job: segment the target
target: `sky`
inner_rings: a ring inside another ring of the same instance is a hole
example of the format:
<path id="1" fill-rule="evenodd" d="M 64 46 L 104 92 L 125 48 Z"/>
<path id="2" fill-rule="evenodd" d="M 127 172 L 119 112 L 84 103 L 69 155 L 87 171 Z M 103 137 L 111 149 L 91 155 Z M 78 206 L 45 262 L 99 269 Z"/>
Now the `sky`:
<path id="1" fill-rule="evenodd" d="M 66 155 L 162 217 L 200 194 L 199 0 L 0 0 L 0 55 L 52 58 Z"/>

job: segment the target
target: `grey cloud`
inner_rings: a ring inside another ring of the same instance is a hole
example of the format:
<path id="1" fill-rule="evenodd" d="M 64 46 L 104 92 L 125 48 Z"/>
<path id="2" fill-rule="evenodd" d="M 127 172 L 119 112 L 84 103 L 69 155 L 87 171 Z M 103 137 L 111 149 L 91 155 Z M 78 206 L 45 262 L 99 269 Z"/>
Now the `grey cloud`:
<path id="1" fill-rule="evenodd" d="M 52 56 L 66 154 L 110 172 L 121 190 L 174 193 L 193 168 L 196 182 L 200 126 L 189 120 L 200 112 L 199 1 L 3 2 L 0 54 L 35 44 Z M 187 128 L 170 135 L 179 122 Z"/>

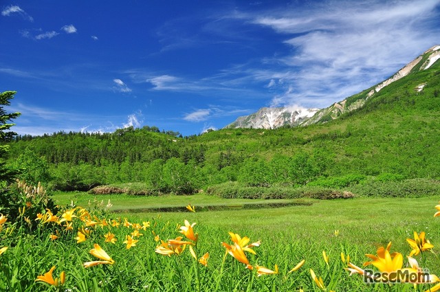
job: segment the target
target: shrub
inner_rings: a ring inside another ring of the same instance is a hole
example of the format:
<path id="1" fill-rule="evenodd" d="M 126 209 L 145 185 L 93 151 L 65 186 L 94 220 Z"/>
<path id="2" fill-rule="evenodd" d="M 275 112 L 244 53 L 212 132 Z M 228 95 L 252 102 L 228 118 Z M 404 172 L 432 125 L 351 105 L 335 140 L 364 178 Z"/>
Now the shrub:
<path id="1" fill-rule="evenodd" d="M 340 190 L 320 187 L 294 188 L 273 186 L 269 188 L 250 187 L 237 182 L 230 181 L 210 186 L 206 190 L 208 194 L 225 199 L 297 199 L 311 198 L 330 199 L 352 198 L 353 194 Z"/>
<path id="2" fill-rule="evenodd" d="M 351 186 L 347 190 L 359 196 L 418 197 L 440 194 L 440 181 L 428 179 L 412 179 L 400 181 L 371 179 L 362 185 Z"/>
<path id="3" fill-rule="evenodd" d="M 366 177 L 363 175 L 347 175 L 338 177 L 322 177 L 307 183 L 307 186 L 343 188 L 360 183 L 366 178 Z"/>

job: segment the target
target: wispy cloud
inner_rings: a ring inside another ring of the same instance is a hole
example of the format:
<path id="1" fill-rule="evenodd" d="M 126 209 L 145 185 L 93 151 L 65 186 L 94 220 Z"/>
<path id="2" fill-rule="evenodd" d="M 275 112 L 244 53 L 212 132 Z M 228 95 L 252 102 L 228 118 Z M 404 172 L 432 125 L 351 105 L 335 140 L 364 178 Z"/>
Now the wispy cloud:
<path id="1" fill-rule="evenodd" d="M 438 42 L 439 4 L 332 1 L 245 15 L 285 36 L 292 49 L 291 55 L 266 58 L 273 67 L 253 74 L 277 92 L 272 105 L 327 106 L 380 82 Z"/>
<path id="2" fill-rule="evenodd" d="M 199 122 L 226 116 L 246 115 L 252 112 L 250 109 L 242 109 L 230 106 L 209 105 L 207 109 L 195 109 L 186 113 L 183 119 L 188 122 Z"/>
<path id="3" fill-rule="evenodd" d="M 139 128 L 142 123 L 142 121 L 140 120 L 140 115 L 141 115 L 142 113 L 140 112 L 129 115 L 126 122 L 124 124 L 124 128 L 128 128 L 129 126 Z"/>
<path id="4" fill-rule="evenodd" d="M 113 79 L 113 82 L 116 85 L 116 87 L 113 87 L 113 89 L 116 90 L 117 91 L 122 93 L 131 92 L 131 89 L 129 89 L 124 82 L 124 81 L 121 80 L 120 79 Z"/>
<path id="5" fill-rule="evenodd" d="M 52 38 L 54 36 L 56 36 L 57 35 L 58 35 L 60 34 L 58 34 L 56 32 L 54 31 L 52 31 L 52 32 L 46 32 L 43 34 L 37 34 L 36 36 L 35 36 L 35 39 L 37 40 L 42 40 L 44 38 Z"/>
<path id="6" fill-rule="evenodd" d="M 32 16 L 29 15 L 25 10 L 20 8 L 19 6 L 16 5 L 8 6 L 1 11 L 1 15 L 3 15 L 3 16 L 9 16 L 15 14 L 21 15 L 25 20 L 31 22 L 34 21 L 34 19 L 32 18 Z"/>
<path id="7" fill-rule="evenodd" d="M 188 122 L 201 122 L 206 120 L 211 113 L 211 110 L 207 109 L 197 109 L 192 113 L 187 113 L 184 117 L 184 120 Z"/>
<path id="8" fill-rule="evenodd" d="M 147 78 L 147 82 L 151 83 L 156 90 L 169 90 L 175 89 L 176 85 L 180 82 L 179 78 L 170 75 L 161 75 Z"/>
<path id="9" fill-rule="evenodd" d="M 61 27 L 61 30 L 64 30 L 67 34 L 74 34 L 76 32 L 76 27 L 75 27 L 72 24 L 64 25 Z"/>

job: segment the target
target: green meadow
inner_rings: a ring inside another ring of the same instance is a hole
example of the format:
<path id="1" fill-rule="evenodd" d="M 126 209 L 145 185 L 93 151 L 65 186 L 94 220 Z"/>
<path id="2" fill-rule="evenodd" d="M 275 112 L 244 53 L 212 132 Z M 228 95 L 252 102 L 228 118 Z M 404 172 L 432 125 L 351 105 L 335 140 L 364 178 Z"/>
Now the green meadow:
<path id="1" fill-rule="evenodd" d="M 408 267 L 406 256 L 412 248 L 406 239 L 413 238 L 414 232 L 426 232 L 434 247 L 413 258 L 430 273 L 440 274 L 437 254 L 440 221 L 433 217 L 437 196 L 309 199 L 300 200 L 307 204 L 287 207 L 276 207 L 272 200 L 225 199 L 206 194 L 148 197 L 58 192 L 52 198 L 60 207 L 54 221 L 43 223 L 43 218 L 32 232 L 31 224 L 25 221 L 18 228 L 8 221 L 3 223 L 1 245 L 10 248 L 0 255 L 0 269 L 5 276 L 0 280 L 2 291 L 424 291 L 434 284 L 420 284 L 415 288 L 406 283 L 366 284 L 361 275 L 349 276 L 346 269 L 347 256 L 350 262 L 364 269 L 363 263 L 368 260 L 365 254 L 375 255 L 378 248 L 389 242 L 390 252 L 402 254 L 403 267 Z M 72 200 L 75 207 L 70 205 Z M 113 205 L 109 209 L 106 207 L 109 200 Z M 194 206 L 196 212 L 188 210 L 188 205 Z M 81 217 L 79 205 L 88 210 L 90 220 L 100 223 L 87 227 L 89 219 Z M 170 207 L 180 208 L 160 211 Z M 74 228 L 67 230 L 66 222 L 59 221 L 66 210 L 72 209 L 76 216 L 67 222 L 72 222 Z M 144 210 L 148 212 L 142 212 Z M 102 225 L 103 219 L 108 224 Z M 197 241 L 179 232 L 185 220 L 196 223 L 192 228 L 198 234 Z M 120 225 L 111 226 L 112 222 Z M 148 227 L 142 229 L 146 226 L 142 223 L 148 223 Z M 78 243 L 78 230 L 85 227 L 91 232 Z M 123 242 L 136 228 L 142 235 L 133 236 L 138 241 L 127 249 L 128 243 Z M 106 242 L 109 232 L 117 238 L 114 243 Z M 259 246 L 252 247 L 255 254 L 245 252 L 252 270 L 226 254 L 222 243 L 233 244 L 228 232 L 248 237 L 246 245 L 259 242 Z M 52 240 L 52 234 L 58 237 Z M 179 236 L 187 242 L 181 252 L 168 256 L 155 251 L 161 240 L 166 243 Z M 85 267 L 85 263 L 100 260 L 89 253 L 95 244 L 114 262 Z M 323 251 L 328 256 L 327 262 Z M 198 260 L 207 252 L 205 267 Z M 289 273 L 302 260 L 302 267 Z M 275 272 L 276 265 L 277 273 L 258 275 L 257 267 Z M 54 266 L 52 277 L 56 284 L 35 282 Z M 369 268 L 377 270 L 371 265 Z M 314 280 L 311 269 L 318 279 L 322 278 L 323 286 Z M 65 274 L 63 284 L 62 271 Z"/>

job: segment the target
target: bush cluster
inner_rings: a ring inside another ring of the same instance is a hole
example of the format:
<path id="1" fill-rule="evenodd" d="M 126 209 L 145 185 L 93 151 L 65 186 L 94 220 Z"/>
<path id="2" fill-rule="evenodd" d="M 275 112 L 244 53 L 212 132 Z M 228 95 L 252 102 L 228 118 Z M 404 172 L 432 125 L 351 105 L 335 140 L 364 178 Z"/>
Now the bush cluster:
<path id="1" fill-rule="evenodd" d="M 346 188 L 362 196 L 419 197 L 440 194 L 440 181 L 429 179 L 412 179 L 400 181 L 368 179 L 362 185 Z"/>
<path id="2" fill-rule="evenodd" d="M 225 199 L 297 199 L 311 198 L 330 199 L 352 198 L 354 195 L 348 191 L 321 187 L 294 188 L 272 186 L 268 188 L 250 187 L 237 182 L 230 181 L 208 188 L 208 194 Z"/>

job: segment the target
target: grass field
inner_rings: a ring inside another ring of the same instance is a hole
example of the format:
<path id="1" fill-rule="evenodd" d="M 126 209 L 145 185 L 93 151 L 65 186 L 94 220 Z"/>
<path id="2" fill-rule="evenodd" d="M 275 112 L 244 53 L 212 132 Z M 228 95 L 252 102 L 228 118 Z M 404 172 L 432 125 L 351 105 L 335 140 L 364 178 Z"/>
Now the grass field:
<path id="1" fill-rule="evenodd" d="M 432 251 L 436 254 L 424 251 L 422 256 L 413 257 L 431 273 L 440 274 L 440 260 L 437 255 L 440 246 L 440 221 L 432 216 L 434 207 L 438 203 L 437 196 L 307 200 L 311 205 L 255 209 L 247 209 L 246 206 L 258 203 L 261 207 L 265 203 L 271 202 L 222 199 L 205 194 L 146 197 L 58 193 L 54 199 L 60 205 L 69 203 L 73 199 L 85 207 L 89 200 L 103 200 L 105 205 L 110 199 L 113 204 L 111 209 L 119 212 L 98 212 L 94 220 L 120 218 L 121 225 L 90 227 L 93 232 L 80 243 L 77 243 L 75 238 L 76 230 L 85 223 L 79 220 L 72 221 L 76 225 L 73 231 L 63 229 L 55 223 L 47 223 L 38 225 L 37 234 L 22 236 L 19 240 L 12 236 L 14 234 L 6 236 L 3 228 L 0 232 L 1 245 L 10 248 L 0 255 L 0 270 L 6 276 L 3 280 L 0 279 L 0 289 L 8 287 L 8 291 L 424 291 L 433 284 L 419 284 L 415 290 L 409 284 L 366 285 L 360 275 L 349 276 L 349 271 L 344 269 L 347 263 L 342 261 L 340 256 L 341 252 L 349 255 L 350 262 L 362 267 L 368 260 L 366 254 L 376 254 L 378 247 L 386 247 L 391 241 L 390 251 L 401 253 L 403 266 L 408 267 L 406 256 L 412 249 L 406 239 L 413 238 L 414 232 L 419 234 L 422 231 L 434 245 Z M 140 211 L 169 206 L 180 206 L 183 210 L 188 204 L 195 206 L 195 213 L 187 210 L 120 212 L 124 209 Z M 210 205 L 235 207 L 197 212 L 202 206 Z M 79 210 L 76 212 L 80 217 Z M 179 226 L 184 225 L 185 220 L 197 223 L 193 226 L 195 232 L 199 234 L 197 241 L 188 239 L 179 232 Z M 133 232 L 135 223 L 146 221 L 151 226 L 145 230 L 140 229 L 142 235 L 136 237 L 139 242 L 126 249 L 126 243 L 122 242 Z M 122 223 L 129 222 L 133 225 L 122 226 Z M 245 253 L 247 260 L 254 267 L 252 271 L 246 269 L 243 262 L 239 262 L 230 255 L 225 256 L 226 249 L 221 243 L 232 244 L 229 232 L 249 237 L 250 243 L 261 241 L 259 247 L 252 248 L 255 255 Z M 50 234 L 56 232 L 59 232 L 60 237 L 50 240 Z M 118 238 L 114 244 L 104 240 L 104 236 L 107 232 L 113 233 Z M 160 242 L 155 240 L 155 236 L 164 243 L 179 236 L 184 236 L 183 240 L 193 242 L 197 259 L 209 252 L 208 267 L 192 258 L 189 244 L 179 256 L 172 254 L 168 257 L 155 252 L 160 245 Z M 95 243 L 112 257 L 114 264 L 82 267 L 86 261 L 96 260 L 89 254 Z M 323 251 L 329 256 L 327 262 Z M 302 260 L 305 260 L 302 267 L 287 273 Z M 274 271 L 275 265 L 279 267 L 278 274 L 258 276 L 258 266 Z M 38 276 L 47 272 L 53 265 L 56 266 L 54 278 L 65 271 L 63 285 L 55 287 L 34 282 Z M 311 269 L 318 277 L 322 278 L 322 287 L 314 280 Z"/>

▶ _What needs to be done_
Copy the entries word for word, starting at the very beginning and going on through the line containing "366 177 L 363". Leave the pictures out of your copy.

▶ _Output of the exercise_
job: segment the target
target: `sky`
inner_rings: a ring inside another ring of the same instance is a hole
example of the format:
<path id="1" fill-rule="evenodd" d="M 64 46 L 104 92 L 125 48 Z"/>
<path id="2" fill-rule="evenodd" d="M 127 172 L 119 112 L 84 103 L 69 155 L 87 171 Z M 103 137 L 111 149 L 91 155 Z M 78 206 L 45 262 L 99 269 Z"/>
Now the `sky`:
<path id="1" fill-rule="evenodd" d="M 66 155 L 162 217 L 200 194 L 199 0 L 0 0 L 0 55 L 52 58 Z"/>

job: segment the target
target: `grey cloud`
inner_rings: a ring inside another ring of the same instance is a hole
example of the format:
<path id="1" fill-rule="evenodd" d="M 64 46 L 104 92 L 125 48 Z"/>
<path id="2" fill-rule="evenodd" d="M 127 172 L 119 112 L 84 103 L 69 155 L 87 171 Z M 103 137 L 111 149 L 91 155 Z M 78 206 L 45 262 L 99 269 Z"/>
Now the `grey cloud`:
<path id="1" fill-rule="evenodd" d="M 52 56 L 66 154 L 110 172 L 121 190 L 174 193 L 193 168 L 196 182 L 200 126 L 189 120 L 200 112 L 199 1 L 3 2 L 0 54 L 35 44 Z M 187 128 L 170 135 L 179 122 Z"/>

job: segment the target
target: shrub
inner_rings: a ring inside another ring of the same instance is a hole
example of the format:
<path id="1" fill-rule="evenodd" d="M 126 209 L 145 185 L 93 151 L 65 186 L 94 220 Z"/>
<path id="2" fill-rule="evenodd" d="M 275 112 L 244 53 L 212 132 Z M 228 95 L 252 102 L 228 118 Z M 404 172 L 432 125 L 351 105 L 335 140 L 364 178 Z"/>
Now the shrub:
<path id="1" fill-rule="evenodd" d="M 340 190 L 320 187 L 294 188 L 273 186 L 269 188 L 250 187 L 237 182 L 230 181 L 210 186 L 206 190 L 208 194 L 225 199 L 297 199 L 311 198 L 330 199 L 352 198 L 353 194 Z"/>
<path id="2" fill-rule="evenodd" d="M 351 186 L 347 190 L 359 196 L 418 197 L 440 194 L 440 181 L 428 179 L 412 179 L 400 181 L 371 179 L 362 185 Z"/>
<path id="3" fill-rule="evenodd" d="M 366 177 L 363 175 L 347 175 L 338 177 L 322 177 L 307 183 L 307 186 L 343 188 L 360 183 L 366 178 Z"/>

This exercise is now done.